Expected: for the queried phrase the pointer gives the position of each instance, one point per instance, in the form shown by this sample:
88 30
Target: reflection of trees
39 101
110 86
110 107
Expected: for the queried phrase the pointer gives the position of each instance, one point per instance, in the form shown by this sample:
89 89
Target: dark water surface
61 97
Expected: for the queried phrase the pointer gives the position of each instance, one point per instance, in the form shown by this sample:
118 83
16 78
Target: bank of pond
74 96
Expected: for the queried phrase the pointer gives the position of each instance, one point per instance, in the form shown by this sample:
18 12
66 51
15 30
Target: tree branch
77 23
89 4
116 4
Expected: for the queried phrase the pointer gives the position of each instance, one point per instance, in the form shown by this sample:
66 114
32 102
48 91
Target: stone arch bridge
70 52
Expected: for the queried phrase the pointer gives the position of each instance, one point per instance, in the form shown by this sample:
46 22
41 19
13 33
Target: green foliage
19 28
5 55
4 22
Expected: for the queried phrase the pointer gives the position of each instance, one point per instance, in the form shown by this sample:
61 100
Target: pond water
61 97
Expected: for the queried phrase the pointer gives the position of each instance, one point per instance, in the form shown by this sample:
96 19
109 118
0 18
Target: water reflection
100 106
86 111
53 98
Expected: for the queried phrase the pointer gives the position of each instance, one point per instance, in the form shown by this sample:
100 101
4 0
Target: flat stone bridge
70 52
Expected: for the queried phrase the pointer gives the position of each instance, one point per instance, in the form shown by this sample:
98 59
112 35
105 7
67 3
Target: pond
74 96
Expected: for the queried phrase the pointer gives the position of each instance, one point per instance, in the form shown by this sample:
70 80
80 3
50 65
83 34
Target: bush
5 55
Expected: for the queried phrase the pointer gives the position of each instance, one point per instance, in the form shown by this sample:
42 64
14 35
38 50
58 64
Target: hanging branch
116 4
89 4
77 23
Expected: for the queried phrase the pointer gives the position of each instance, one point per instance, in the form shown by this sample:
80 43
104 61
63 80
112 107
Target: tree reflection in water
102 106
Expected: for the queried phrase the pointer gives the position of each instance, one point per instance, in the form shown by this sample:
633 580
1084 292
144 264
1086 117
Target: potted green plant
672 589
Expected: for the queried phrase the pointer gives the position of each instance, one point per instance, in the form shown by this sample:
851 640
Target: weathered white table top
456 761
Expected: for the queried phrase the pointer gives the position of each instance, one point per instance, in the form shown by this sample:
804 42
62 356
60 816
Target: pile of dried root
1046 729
═══
(ABOUT THIS TASK):
This exercise calls for every record to be restated word for word.

(SOLUTION TO THE PROBLEM):
Expected: for the queried phrase the pointer gives the position of each instance, one point per instance, in the form shown by this sample:
88 30
Target: reflection of trees
39 101
110 86
110 107
Expected: for the queried phrase the pointer gives the position of each instance, one point per instance, in the form shown by this sample:
89 89
Target: dark water surface
61 97
Expected: for the queried phrase the pointer gives the position of each instance, one point per instance, in the form shown by this sample:
118 83
16 78
Target: bank of pond
74 96
Expected: for the queried phrase the pointer gives the position of each instance, one point per instance, in the form shown by this sample:
18 12
66 51
15 30
Target: tree branch
77 23
89 4
116 4
Expected: for the queried phrase the pointer gives the position of each instance, one point per instance, in the form shown by this sample:
66 114
32 102
48 91
Target: stone arch bridge
70 52
Expected: for the queried phrase the pointer gives the position of each instance, one point per instance, in the form shown by this sample:
46 22
41 19
13 33
Target: green foliage
19 28
5 55
4 22
Expected: for the queried phrase the pointer gives the position of each instance, one point per instance, in the form shown by this sample:
61 100
Target: pond water
61 97
Expected: for the queried phrase the pointer gives the position of each instance, one point per instance, in the form shown by this sample:
96 19
109 118
0 18
Target: water reflection
100 106
86 111
53 98
Expected: for the queried phrase the pointer gives the position of each instance, one point per instance, in the form shown by this sample:
100 101
4 0
Target: flat stone bridge
70 52
Expected: for the queried phrase the pointer gives the position of each instance, one point per instance, in the form shown by this sample:
98 59
112 35
105 7
67 3
Target: pond
74 96
Expected: for the queried phrase the pointer gives the position of each instance, one point per instance, in the form shown by this sample:
70 80
80 3
50 65
83 34
Target: bush
5 55
Expected: for the queried phrase the pointer gives the position of each instance, one point per instance, in the form shown by this sample:
42 64
14 35
38 50
58 64
Target: hanging branch
116 4
89 4
77 23
Expected: for the queried phrase the pointer gives the position of each instance, one point per instance, in the form shown by this sample:
80 43
104 61
63 80
112 107
Target: tree reflection in water
102 106
Expected: for the queried phrase the pointer gives the position of each instance, one point per instance, in the form shown by this sample:
633 580
1084 292
144 264
1086 117
Target: potted green plant
672 589
Expected: for the queried phrase the pointer gives the position of each instance, one point per instance, in the form shown by this sample:
851 640
Target: weathered white table top
456 761
Expected: for the queried phrase the pointer gives the position of each instance, one point per instance, in the form shown by this sample:
804 42
62 356
60 816
Target: pile of dried root
1046 729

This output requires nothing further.